■ Work task 1 ■
In the editorial about Greg Iles' speech, what did Iles mean to show by throwing strips of paper into the air at the start of his talk? Answer in one to three sentences.
■ Work task 2 ■
According to the editorial about Greg Iles' speech, how many times did applause interrupt his call to arms?
■ Work task 3 ■
Write the next part of the editorial about Greg Iles' speech, picking up after its final sentence.
[[ Text for analysis open ]]
Who will join Iles’ newest thriller?
Published 12:25 am Friday, October 16, 2009
Let’s hope that Greg Iles’ speech has a shelf life longer than a gallon of milk.
Throwing strips of paper into the air like confetti, Iles started his talk to the Natchez Chamber of Commerce with an explanation of how his paperback books are pulped into tiny bits of paper after sitting on the store shelf for only four weeks.
The illustration began a speech that caught the attention of the entire room — maybe the entire community.
Questioning everything from the unfulfilled promise of Natchez-Under-the-Hill to the squabbling medical community to inept leadership in City Hall, Iles painted a picture of a city adrift.
Seventeen times Iles’ call to arms was interrupted by enthusiastic applause.
He caused quite a stir. In a week when the primary topic of conversation usually is whether the weather will allow balloons to fly, the town buzzed instead with talk of Iles’ remarks.
[[ Text for analysis closed ]]
[[ Provided material open ]]
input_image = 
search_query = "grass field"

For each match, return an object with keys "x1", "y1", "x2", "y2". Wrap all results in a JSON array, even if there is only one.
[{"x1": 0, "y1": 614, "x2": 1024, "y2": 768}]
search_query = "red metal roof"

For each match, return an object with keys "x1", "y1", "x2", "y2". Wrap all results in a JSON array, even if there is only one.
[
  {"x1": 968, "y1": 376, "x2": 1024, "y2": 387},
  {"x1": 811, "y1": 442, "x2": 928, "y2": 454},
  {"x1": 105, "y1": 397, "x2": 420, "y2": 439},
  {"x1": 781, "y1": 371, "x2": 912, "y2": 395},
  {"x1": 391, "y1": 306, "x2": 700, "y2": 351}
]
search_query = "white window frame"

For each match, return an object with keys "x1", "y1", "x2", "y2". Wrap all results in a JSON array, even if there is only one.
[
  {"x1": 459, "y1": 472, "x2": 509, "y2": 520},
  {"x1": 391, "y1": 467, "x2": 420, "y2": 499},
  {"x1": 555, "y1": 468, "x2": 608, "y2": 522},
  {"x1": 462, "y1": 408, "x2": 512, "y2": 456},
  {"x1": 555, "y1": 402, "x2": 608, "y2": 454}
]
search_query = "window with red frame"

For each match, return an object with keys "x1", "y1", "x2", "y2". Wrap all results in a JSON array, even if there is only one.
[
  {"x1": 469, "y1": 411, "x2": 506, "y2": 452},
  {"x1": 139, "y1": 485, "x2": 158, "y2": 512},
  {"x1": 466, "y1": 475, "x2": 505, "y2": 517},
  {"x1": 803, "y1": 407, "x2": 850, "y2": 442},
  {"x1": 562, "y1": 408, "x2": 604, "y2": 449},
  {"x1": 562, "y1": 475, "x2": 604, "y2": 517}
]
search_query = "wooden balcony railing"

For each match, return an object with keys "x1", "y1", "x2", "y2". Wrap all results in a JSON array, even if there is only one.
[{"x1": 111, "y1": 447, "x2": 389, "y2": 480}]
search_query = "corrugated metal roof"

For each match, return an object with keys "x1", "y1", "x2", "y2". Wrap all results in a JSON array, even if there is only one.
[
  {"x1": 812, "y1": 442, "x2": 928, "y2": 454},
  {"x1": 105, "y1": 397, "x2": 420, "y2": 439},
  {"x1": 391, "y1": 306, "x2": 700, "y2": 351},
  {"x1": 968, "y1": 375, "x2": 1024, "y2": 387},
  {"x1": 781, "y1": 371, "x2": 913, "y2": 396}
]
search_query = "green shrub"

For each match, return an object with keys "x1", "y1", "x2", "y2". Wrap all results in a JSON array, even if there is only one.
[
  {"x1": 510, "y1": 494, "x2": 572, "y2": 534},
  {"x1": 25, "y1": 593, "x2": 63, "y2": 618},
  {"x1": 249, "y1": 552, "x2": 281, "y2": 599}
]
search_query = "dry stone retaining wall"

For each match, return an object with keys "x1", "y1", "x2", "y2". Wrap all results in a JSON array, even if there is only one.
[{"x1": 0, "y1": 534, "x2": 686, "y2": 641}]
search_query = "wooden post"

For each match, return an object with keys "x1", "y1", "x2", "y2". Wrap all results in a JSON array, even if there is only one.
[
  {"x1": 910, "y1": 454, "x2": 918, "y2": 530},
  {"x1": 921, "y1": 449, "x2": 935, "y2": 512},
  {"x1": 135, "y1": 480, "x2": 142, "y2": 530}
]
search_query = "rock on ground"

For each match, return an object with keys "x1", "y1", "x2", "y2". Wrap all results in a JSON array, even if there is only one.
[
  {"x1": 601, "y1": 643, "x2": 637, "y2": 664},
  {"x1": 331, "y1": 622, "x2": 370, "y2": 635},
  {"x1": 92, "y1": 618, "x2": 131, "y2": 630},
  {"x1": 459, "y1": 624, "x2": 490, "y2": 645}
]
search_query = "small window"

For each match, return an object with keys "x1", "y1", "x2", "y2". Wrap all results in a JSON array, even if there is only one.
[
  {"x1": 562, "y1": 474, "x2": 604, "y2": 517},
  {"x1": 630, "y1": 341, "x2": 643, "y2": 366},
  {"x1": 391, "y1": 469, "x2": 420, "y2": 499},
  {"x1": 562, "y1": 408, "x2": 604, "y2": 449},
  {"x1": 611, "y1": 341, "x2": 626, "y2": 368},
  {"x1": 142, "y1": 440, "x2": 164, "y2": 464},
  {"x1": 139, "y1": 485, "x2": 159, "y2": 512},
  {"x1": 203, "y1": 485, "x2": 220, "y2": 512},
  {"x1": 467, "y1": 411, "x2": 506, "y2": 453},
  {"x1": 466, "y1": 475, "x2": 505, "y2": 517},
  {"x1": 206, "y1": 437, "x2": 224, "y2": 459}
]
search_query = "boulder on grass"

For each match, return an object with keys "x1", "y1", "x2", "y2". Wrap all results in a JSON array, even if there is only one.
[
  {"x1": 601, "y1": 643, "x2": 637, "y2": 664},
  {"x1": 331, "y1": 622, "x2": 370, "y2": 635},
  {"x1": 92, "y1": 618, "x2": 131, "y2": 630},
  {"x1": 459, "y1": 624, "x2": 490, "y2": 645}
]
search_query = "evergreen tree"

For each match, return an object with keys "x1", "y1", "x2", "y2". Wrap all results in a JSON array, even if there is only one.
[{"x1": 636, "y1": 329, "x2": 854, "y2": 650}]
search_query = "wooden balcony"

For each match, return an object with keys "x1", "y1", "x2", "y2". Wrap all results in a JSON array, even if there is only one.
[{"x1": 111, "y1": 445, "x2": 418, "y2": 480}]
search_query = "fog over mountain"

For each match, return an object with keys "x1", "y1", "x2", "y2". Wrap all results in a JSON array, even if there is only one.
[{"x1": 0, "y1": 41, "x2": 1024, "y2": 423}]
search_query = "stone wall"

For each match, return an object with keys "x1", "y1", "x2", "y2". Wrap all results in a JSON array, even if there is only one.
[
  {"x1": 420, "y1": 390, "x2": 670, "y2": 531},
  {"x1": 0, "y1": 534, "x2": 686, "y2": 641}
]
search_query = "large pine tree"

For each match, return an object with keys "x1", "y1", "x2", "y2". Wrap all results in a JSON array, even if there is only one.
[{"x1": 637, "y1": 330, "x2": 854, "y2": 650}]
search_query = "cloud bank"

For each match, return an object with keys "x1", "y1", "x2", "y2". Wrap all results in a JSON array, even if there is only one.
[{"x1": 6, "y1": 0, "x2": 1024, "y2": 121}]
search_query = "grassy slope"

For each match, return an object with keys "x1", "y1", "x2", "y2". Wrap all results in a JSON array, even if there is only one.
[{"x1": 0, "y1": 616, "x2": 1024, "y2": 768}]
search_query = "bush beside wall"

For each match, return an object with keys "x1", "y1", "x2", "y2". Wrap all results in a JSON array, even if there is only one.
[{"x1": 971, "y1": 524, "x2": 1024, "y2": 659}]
[[ Provided material closed ]]
■ Task answer 1 ■
The strips of paper showed how his paperback books are pulped into tiny bits after sitting on a store shelf for only four weeks.

■ Task answer 2 ■
Seventeen times.

■ Task answer 3 ■
“It was the best speech Natchez has heard in a long time,” one resident was overheard saying as he reached for his latte at the local coffee shop.
“It was something that needed to be said,” another resident said to a local lunch crowd.
While crime news regularly outpaces other stories, early morning Web site statistics Tuesday showed Iles’ speech outperforming 2 to 1 the story of a murder suspect’s capture in Texas. The story and its accompanying video were being e-mailed from our site at an equally impressive rate.
I think Iles’ remarks hit the mark over and over again Tuesday night.
If the speech had been one of his trademark thrillers, you couldn’t have kept the book on the shelf.
Unlike his books, however, Iles’ speech requires its hearers to do more than simply consume his words. His speech requires a response from us in exchange.
Without a response from the community, we risk leaving Iles’ ideas gathering dust before being pulped with the rest of the good ideas that have come and gone.
There is no question that Iles is committed to seeing Natchez thrive and grow. The biggest question may be how committed the rest of us are.
How many people who applauded enthusiastically and laughed are willing to stand up and publicly join Iles to seek answers to the hard questions he posed?
My guess from talking to those in attendance is that most people are not willing to stick their necks out that far for fear of economic and social retribution.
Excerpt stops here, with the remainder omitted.